# Aim 1
For each statement below, say yes or no according to the parseInt explanation, and back each answer with the deciding words from it, quoted word for word.
(a) parseInt turns its input into a string before doing anything else.
(b) String(0.000005) gives '5e-6'.
(c) parseInt gives some sign when it skips code units it cannot read as part of an integer.
# Aim 2
Extend the parseInt explanation with a few more sentences, picking up right after its last sentence.

# Excerpted text

Why does JavaScript's parseInt(0.0000005) print "5"?

javascript node.js typescript type-conversion parseint

21,378

Solution 1

I've searched about it on ecmascript standard, and saw this:

The first step is converting the input to `string` if it is not:

19.2.5 parseInt ( string, radix )

The parseInt function is the %parseInt% intrinsic object. When the parseInt function is called, the following steps are taken:

Let inputString be ? ToString(string).

Let S be ! TrimString(inputString, start).

...

So, I've checked the values on string-based using String function to see what is the output for each of them:

String(0.5);      // => '0.5'
String(0.05);     // => '0.05'
String(0.005);    // => '0.005'
String(0.0005);   // => '0.0005' 
String(0.00005);  // => '0.00005'
String(0.000005); // => '0.000005'

String(0.0000005); // => '5e-7'

So, it means when we use parseInt(0.0000005), it is equal to parseInt('5e-7') and based on the definition:

parseInt may interpret only a leading portion of string as an integer value; it ignores any code units that cannot be interpreted as part of the notation of an integer, and no indication is given that any such code units were ignored.

# Records

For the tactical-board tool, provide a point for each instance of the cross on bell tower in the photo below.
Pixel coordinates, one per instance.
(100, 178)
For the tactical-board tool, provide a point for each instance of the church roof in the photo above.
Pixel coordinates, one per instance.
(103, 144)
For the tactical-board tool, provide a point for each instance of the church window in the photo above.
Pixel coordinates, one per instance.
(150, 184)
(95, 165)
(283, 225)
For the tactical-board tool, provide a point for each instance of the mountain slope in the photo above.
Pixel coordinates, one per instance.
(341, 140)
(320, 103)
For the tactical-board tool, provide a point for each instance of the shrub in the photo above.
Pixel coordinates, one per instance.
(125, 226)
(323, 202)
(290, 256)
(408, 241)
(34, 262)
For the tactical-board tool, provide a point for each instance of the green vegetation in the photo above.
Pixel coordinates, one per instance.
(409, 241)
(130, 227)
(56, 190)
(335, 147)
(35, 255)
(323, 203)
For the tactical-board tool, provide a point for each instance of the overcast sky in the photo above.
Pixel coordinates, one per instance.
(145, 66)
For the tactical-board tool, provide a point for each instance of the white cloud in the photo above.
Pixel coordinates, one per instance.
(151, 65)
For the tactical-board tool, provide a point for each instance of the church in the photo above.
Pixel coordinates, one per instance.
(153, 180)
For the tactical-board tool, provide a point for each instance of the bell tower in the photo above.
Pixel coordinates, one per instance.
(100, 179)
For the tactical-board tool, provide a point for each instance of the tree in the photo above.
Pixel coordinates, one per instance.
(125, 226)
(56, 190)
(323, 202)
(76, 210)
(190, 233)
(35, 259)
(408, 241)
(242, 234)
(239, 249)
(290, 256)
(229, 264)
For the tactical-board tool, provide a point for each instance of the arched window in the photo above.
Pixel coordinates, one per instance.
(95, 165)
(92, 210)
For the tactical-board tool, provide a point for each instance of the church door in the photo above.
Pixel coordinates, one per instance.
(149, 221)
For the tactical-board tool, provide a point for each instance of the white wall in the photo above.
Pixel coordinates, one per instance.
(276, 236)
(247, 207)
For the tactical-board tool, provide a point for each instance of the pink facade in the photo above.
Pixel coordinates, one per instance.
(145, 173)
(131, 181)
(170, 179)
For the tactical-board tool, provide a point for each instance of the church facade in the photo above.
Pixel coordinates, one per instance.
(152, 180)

# Exercise response 1
(a) Yes: "Let inputString be ? ToString(string)."
(b) No: "String(0.000005); // => '0.000005'"
(c) No: "no indication is given that any such code units were ignored."

# Exercise response 2
So the answer will return 5 only because it is the only character which is a number till a noncharacter e, so the rest of it e-7 will be discarded.

Solution 2

(This is more of a long comment rather than a competing answer.)

The unwanted conversion leading to this weird effect only happens when passing the value to parseInt as a number type - in this case it appears that the compiler (or interpreter or whatever drives JS) auto-converts the number into a string for you, as the string type is the expected type of the function parameter

That number-to-string conversion function, unfortunately, prefers the engineering number format when it would get too long otherwise.

Also, the conversion may lead to loss of precision, which is something every programmer has to be aware of whenever dealing with decimal (non-integer) numbers.

If you instead remember to place the to-be-parsed value into a string yourself, then you'll not get such unexpected results:

let n = '0.0000005';
console.log(parseInt(n))

Will print 0 as desired.

Lessons learned:

Avoid implicit type conversion wherever you can.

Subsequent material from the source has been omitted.